#### [Problem statement]
Read through the listing below and return only the lines containing "clear".

*** Dataset excerpts ***

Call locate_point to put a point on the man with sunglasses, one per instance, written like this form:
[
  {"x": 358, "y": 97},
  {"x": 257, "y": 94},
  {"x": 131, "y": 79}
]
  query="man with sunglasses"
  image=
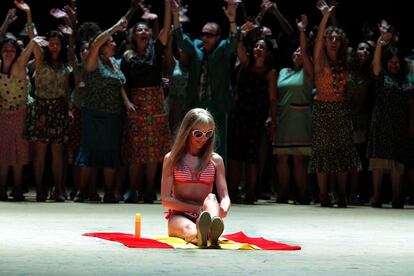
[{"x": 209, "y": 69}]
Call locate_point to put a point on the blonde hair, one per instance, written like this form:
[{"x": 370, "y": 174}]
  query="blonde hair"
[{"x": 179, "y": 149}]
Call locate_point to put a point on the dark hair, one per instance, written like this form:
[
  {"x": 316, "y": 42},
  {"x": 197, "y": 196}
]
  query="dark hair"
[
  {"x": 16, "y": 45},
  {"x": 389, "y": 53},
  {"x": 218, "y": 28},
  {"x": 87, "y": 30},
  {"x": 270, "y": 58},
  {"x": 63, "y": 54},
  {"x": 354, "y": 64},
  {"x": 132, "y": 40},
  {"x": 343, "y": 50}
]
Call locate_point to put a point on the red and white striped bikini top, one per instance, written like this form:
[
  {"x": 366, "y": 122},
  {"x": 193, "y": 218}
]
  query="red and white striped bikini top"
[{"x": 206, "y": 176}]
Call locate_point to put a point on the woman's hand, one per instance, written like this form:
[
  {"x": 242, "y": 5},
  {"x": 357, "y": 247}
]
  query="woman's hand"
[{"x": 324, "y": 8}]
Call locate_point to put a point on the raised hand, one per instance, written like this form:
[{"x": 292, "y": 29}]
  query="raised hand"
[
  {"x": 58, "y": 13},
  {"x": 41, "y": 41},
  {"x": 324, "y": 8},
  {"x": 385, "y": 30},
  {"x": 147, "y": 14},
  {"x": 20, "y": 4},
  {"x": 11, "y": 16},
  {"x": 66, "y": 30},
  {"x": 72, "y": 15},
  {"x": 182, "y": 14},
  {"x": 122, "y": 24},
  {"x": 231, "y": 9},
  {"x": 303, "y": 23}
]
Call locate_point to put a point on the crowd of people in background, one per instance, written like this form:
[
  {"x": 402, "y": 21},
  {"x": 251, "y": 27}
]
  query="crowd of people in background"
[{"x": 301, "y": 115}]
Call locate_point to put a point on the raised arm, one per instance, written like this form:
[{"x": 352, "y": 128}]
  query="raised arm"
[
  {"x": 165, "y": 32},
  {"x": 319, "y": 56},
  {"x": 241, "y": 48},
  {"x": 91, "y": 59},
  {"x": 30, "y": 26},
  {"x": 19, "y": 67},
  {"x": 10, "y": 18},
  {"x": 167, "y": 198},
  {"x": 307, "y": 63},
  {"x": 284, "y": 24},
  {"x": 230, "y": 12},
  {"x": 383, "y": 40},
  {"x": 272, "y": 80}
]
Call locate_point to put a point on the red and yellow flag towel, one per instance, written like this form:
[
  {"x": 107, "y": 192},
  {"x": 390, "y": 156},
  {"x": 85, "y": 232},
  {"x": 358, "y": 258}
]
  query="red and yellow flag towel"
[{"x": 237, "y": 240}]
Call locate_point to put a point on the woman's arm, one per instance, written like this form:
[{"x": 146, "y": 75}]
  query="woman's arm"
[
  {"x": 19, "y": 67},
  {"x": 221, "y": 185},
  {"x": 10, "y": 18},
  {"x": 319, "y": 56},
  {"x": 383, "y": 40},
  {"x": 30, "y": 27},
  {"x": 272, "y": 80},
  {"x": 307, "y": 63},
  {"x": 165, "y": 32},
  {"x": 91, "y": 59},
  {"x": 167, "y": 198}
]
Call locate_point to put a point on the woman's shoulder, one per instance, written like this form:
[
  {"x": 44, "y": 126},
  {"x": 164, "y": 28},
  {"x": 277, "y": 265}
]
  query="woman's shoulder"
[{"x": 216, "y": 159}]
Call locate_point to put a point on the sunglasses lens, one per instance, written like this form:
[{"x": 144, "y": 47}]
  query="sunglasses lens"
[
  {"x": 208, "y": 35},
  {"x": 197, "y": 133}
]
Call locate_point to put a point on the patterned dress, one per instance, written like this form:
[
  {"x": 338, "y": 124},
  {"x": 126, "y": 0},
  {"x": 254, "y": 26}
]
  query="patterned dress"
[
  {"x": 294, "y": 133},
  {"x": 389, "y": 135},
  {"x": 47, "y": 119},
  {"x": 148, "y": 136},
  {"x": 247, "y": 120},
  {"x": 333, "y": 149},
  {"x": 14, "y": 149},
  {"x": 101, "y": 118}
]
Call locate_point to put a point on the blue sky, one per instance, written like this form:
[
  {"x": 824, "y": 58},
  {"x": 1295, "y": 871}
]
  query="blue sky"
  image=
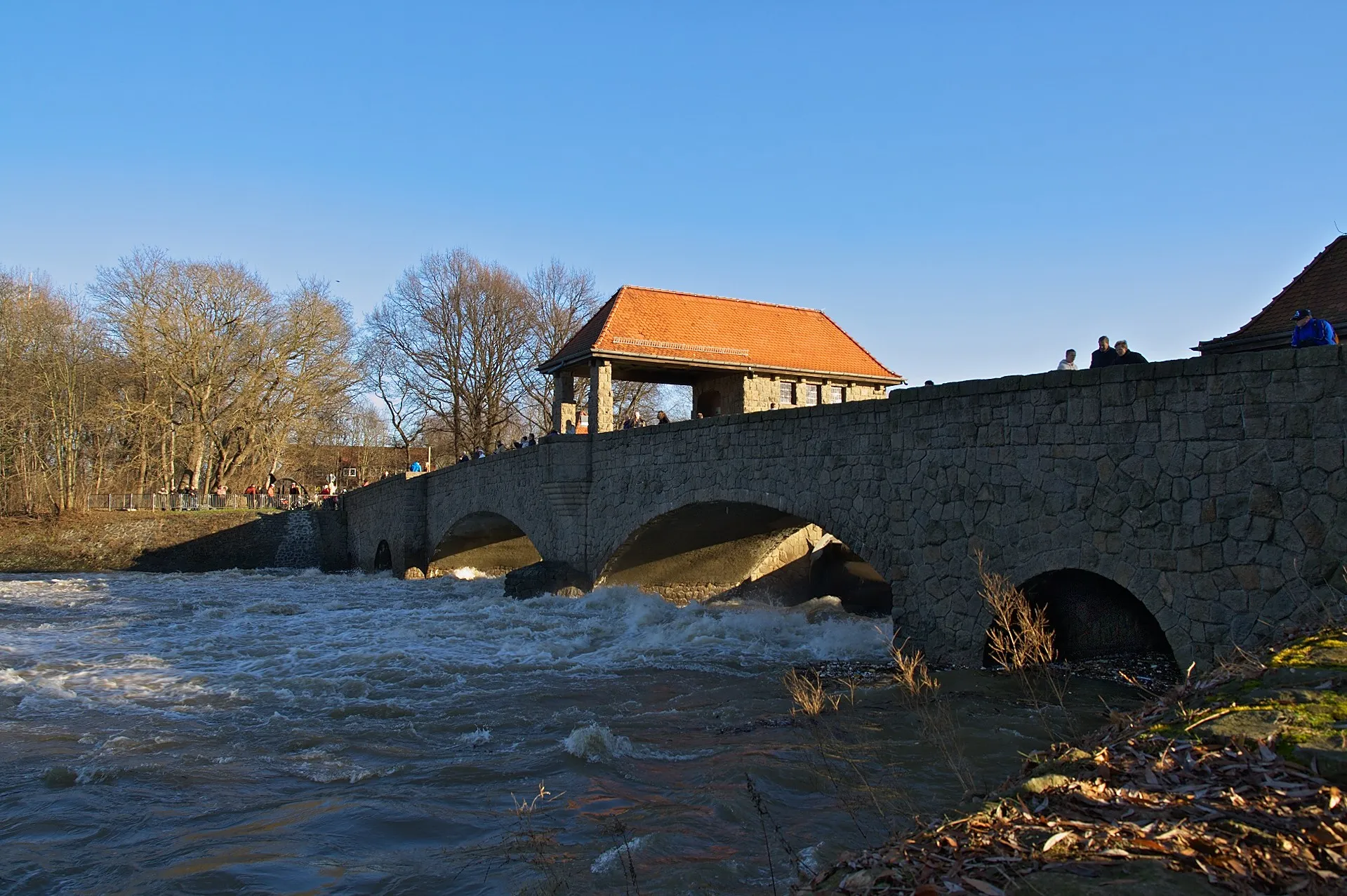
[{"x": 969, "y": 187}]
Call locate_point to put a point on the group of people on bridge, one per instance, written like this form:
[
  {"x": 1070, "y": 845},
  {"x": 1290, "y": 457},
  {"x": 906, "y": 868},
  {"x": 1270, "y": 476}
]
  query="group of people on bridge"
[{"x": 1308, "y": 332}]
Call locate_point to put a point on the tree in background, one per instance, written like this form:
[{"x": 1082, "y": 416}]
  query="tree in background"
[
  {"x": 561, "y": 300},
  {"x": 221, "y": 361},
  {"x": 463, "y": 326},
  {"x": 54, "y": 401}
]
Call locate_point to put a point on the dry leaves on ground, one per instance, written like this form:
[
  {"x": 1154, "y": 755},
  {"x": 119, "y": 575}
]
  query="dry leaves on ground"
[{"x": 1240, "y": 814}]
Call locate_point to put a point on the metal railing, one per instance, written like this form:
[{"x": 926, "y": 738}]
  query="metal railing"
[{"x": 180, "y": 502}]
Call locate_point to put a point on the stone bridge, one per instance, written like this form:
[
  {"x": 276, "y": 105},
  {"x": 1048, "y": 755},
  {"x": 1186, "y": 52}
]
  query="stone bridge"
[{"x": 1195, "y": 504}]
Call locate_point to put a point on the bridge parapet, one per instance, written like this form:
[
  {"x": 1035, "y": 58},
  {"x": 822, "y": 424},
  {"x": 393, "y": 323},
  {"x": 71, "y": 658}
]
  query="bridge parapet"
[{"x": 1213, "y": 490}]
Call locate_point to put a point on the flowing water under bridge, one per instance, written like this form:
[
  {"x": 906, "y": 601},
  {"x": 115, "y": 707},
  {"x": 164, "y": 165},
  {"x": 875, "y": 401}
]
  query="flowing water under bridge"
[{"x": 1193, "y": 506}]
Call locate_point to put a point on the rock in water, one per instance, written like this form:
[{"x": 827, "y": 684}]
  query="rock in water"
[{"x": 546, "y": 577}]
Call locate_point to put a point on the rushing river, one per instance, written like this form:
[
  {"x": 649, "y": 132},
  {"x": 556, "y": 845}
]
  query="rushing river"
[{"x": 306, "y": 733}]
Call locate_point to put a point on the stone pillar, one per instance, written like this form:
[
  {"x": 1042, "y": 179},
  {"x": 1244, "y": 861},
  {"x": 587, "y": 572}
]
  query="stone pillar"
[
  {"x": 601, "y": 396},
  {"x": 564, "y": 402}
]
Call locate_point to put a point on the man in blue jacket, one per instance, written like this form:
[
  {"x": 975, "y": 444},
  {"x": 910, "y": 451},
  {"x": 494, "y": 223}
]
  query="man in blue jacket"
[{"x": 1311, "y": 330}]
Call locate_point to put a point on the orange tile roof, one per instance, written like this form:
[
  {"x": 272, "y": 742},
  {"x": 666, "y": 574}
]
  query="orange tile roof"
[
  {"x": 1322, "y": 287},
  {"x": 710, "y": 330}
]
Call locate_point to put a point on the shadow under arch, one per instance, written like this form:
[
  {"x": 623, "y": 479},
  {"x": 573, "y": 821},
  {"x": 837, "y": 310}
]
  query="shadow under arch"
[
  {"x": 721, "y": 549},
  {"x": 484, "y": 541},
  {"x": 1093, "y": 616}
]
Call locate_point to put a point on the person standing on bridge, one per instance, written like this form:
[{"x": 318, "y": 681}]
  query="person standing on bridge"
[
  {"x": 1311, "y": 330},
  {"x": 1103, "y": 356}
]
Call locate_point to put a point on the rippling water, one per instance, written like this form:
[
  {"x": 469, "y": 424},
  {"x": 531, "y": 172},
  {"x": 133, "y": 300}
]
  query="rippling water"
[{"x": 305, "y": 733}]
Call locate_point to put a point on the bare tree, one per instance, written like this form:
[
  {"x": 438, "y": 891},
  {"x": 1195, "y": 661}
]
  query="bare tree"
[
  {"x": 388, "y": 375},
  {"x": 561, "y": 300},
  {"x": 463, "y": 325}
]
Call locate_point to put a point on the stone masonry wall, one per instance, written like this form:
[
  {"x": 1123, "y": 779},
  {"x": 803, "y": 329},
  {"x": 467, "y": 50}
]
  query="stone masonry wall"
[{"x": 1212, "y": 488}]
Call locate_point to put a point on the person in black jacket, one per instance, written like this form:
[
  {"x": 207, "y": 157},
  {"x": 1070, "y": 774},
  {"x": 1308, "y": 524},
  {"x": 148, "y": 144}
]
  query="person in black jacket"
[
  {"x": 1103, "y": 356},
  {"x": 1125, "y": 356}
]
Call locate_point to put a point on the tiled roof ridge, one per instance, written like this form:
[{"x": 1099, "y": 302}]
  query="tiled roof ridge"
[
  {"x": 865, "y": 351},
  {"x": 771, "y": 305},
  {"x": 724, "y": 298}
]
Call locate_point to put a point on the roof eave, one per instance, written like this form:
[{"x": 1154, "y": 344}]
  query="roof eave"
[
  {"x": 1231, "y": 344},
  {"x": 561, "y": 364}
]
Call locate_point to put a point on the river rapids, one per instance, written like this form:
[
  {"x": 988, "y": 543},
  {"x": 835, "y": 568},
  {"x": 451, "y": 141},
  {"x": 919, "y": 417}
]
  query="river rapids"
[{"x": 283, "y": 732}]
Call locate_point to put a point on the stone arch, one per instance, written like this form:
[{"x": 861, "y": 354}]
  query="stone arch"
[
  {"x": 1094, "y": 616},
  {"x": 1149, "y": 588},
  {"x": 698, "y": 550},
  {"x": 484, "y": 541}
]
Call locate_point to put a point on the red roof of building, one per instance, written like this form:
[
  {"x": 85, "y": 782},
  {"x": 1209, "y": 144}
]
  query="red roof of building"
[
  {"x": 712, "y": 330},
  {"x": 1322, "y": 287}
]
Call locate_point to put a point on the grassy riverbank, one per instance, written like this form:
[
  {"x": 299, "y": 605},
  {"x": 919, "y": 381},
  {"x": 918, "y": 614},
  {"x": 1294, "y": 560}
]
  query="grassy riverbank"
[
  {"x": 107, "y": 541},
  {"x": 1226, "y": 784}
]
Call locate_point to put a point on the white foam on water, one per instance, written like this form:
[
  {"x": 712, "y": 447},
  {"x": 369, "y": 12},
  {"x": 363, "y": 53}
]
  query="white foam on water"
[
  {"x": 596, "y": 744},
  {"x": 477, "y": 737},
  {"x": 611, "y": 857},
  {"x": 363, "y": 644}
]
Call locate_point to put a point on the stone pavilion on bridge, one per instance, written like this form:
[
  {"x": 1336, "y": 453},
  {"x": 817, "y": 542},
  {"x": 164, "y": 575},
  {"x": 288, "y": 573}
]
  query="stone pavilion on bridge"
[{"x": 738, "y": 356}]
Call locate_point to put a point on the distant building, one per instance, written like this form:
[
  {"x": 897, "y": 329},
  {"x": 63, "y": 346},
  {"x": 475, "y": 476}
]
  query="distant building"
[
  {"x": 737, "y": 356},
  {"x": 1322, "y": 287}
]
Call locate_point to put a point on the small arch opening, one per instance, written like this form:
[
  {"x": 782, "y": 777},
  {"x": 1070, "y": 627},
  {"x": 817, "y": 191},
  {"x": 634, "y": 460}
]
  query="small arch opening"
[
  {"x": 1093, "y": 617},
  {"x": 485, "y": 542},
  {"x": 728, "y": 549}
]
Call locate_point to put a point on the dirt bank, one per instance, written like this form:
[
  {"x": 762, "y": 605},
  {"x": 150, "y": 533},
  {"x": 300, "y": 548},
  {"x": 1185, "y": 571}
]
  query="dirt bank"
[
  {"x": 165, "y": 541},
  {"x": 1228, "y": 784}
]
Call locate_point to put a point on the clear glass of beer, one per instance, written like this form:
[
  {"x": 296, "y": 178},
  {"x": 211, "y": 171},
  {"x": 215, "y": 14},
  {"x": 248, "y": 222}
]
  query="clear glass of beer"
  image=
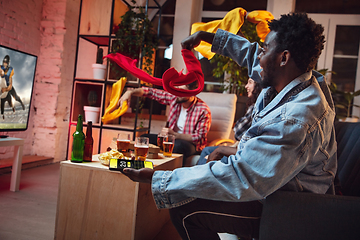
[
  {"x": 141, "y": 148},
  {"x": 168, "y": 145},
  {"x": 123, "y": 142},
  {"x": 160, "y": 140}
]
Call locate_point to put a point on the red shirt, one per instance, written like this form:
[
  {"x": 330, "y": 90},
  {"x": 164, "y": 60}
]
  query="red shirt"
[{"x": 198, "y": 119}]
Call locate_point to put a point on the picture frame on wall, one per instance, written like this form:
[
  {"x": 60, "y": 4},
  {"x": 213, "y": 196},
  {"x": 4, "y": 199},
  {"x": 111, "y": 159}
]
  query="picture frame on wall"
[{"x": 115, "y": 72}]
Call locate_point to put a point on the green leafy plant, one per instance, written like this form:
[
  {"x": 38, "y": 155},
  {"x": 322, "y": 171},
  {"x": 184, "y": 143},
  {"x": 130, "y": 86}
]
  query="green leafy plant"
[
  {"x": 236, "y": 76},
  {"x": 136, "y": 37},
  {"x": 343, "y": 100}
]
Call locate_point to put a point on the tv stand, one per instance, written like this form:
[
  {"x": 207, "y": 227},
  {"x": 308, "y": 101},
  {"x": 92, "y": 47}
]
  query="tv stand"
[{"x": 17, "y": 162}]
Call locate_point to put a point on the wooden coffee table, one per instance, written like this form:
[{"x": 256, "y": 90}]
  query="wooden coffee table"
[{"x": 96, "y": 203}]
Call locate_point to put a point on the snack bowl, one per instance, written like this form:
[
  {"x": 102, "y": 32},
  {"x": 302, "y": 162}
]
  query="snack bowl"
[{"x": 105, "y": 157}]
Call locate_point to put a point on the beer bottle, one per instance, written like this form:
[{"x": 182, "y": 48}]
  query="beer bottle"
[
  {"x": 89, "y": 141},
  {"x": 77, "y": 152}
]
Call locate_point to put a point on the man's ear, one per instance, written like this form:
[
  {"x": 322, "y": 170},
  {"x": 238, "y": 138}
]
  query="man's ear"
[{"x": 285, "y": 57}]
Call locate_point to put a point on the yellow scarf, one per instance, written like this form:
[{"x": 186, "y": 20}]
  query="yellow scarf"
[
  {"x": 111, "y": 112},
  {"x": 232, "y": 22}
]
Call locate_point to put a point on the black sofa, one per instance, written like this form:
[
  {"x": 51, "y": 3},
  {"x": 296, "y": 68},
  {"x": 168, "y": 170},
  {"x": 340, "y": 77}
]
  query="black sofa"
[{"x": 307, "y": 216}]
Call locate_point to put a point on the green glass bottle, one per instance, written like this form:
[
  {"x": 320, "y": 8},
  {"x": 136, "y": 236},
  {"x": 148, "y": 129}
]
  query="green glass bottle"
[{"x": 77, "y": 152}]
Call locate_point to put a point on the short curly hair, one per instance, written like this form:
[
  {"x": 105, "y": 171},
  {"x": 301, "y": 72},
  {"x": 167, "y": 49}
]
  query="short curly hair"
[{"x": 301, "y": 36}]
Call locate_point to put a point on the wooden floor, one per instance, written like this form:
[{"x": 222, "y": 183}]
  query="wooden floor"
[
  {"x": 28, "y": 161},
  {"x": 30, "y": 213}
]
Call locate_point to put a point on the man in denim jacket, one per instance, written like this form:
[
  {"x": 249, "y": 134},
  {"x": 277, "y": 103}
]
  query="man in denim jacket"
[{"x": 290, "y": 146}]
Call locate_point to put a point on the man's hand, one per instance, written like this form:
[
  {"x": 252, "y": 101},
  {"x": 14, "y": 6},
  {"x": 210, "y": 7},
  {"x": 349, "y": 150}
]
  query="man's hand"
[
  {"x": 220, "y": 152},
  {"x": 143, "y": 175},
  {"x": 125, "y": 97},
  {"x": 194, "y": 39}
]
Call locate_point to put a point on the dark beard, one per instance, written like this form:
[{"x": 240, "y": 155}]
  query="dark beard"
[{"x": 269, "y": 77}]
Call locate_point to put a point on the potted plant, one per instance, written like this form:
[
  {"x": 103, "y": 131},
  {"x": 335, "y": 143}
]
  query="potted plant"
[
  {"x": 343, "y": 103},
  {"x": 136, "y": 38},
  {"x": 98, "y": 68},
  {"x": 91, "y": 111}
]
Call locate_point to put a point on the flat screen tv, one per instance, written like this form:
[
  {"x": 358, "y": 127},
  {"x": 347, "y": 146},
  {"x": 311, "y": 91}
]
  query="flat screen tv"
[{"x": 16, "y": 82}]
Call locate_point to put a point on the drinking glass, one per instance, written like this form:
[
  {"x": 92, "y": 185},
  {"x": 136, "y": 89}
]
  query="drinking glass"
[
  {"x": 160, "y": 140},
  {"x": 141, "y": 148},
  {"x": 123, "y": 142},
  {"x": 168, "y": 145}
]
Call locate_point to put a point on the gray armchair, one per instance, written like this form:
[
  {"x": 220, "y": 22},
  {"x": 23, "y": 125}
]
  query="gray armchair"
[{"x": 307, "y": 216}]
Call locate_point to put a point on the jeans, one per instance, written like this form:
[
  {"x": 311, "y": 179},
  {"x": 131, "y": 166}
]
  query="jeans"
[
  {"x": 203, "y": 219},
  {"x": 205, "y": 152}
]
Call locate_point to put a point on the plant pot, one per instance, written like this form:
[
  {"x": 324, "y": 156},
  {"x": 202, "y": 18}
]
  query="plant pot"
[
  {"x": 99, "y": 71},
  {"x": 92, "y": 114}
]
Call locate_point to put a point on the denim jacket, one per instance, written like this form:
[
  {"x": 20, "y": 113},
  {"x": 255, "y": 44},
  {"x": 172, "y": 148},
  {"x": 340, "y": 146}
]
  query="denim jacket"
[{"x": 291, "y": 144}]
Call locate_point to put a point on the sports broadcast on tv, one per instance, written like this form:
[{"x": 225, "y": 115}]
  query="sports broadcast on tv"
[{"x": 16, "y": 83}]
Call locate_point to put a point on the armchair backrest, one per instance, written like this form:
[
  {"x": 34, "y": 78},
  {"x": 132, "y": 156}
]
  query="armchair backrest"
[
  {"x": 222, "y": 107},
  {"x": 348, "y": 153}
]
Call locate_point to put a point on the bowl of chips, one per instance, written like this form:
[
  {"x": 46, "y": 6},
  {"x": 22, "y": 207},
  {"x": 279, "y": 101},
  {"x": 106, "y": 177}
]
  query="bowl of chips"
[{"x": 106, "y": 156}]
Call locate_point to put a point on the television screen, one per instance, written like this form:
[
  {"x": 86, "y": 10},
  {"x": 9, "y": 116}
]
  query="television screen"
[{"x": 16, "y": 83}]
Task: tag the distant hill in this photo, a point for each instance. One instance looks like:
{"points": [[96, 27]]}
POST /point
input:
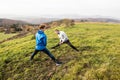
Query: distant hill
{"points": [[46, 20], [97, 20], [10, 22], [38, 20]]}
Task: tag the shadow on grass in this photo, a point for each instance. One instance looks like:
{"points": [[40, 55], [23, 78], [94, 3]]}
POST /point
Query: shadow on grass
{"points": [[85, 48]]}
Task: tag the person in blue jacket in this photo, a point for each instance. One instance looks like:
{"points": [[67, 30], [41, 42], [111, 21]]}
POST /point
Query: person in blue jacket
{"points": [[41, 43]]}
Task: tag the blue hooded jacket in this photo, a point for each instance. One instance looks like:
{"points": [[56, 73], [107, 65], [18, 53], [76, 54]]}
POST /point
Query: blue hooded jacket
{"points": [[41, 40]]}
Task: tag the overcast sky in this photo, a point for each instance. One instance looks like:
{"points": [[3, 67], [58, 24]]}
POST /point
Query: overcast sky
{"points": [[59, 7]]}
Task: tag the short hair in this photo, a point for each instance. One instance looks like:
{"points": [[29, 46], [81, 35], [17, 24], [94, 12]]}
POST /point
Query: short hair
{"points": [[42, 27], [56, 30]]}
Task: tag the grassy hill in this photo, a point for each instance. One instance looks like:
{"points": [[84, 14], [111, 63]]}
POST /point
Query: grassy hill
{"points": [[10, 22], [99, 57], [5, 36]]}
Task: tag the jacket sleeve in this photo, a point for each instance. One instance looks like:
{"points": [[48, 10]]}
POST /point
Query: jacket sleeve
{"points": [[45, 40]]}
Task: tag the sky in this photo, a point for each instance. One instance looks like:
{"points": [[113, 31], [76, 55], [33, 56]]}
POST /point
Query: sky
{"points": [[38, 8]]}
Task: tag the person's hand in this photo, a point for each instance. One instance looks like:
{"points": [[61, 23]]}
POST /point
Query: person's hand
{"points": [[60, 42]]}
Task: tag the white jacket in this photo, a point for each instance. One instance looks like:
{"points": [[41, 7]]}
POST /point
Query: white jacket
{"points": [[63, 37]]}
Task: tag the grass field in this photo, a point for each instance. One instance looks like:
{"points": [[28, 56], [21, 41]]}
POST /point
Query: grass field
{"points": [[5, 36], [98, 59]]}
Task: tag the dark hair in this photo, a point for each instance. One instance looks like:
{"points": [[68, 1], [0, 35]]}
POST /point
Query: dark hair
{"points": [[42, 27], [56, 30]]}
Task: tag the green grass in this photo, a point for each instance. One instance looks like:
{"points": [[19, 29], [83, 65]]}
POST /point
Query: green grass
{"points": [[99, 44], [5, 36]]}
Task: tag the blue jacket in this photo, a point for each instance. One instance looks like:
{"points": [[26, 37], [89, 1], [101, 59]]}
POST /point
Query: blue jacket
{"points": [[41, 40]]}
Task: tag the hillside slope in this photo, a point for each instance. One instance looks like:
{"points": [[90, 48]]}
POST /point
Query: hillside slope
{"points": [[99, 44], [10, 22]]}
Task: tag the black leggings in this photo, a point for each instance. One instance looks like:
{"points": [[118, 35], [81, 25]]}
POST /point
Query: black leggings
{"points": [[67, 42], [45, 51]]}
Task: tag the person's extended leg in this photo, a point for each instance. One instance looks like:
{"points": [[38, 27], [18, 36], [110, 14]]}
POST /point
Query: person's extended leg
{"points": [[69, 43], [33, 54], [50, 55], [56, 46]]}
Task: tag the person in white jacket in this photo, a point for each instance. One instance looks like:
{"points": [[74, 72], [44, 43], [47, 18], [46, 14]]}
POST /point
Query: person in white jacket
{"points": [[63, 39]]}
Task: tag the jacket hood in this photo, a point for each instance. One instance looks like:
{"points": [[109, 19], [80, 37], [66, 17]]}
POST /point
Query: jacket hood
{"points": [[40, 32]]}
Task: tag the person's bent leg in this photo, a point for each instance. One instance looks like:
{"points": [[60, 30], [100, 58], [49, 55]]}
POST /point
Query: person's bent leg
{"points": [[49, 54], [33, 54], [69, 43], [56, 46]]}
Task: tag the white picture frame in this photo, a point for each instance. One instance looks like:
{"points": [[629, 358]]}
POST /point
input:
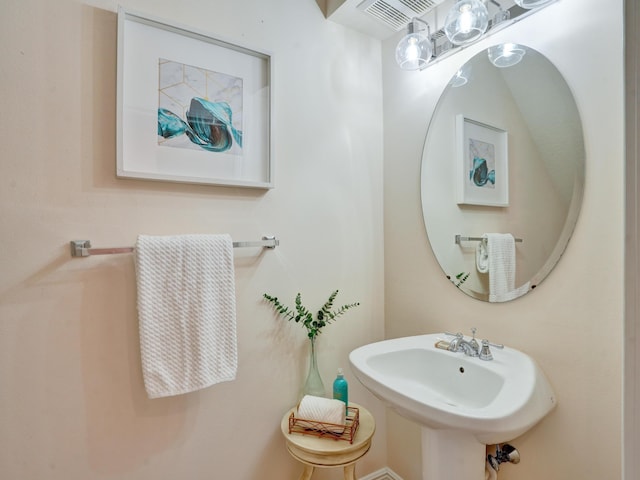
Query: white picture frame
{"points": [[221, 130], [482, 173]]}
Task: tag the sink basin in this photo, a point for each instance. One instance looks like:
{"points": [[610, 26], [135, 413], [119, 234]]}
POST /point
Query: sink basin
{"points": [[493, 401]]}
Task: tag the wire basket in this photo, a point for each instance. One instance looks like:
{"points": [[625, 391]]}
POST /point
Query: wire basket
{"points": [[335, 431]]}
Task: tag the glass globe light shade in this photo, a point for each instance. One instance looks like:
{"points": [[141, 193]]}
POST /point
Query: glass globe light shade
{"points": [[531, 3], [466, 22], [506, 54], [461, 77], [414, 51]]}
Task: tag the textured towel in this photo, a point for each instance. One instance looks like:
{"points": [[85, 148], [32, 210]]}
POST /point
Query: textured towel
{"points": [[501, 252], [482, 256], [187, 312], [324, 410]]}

***

#### [Solved exercise]
Call locate_point to put a point on the clear glass of beer, one per instance, written like this form:
  query="clear glass of beer"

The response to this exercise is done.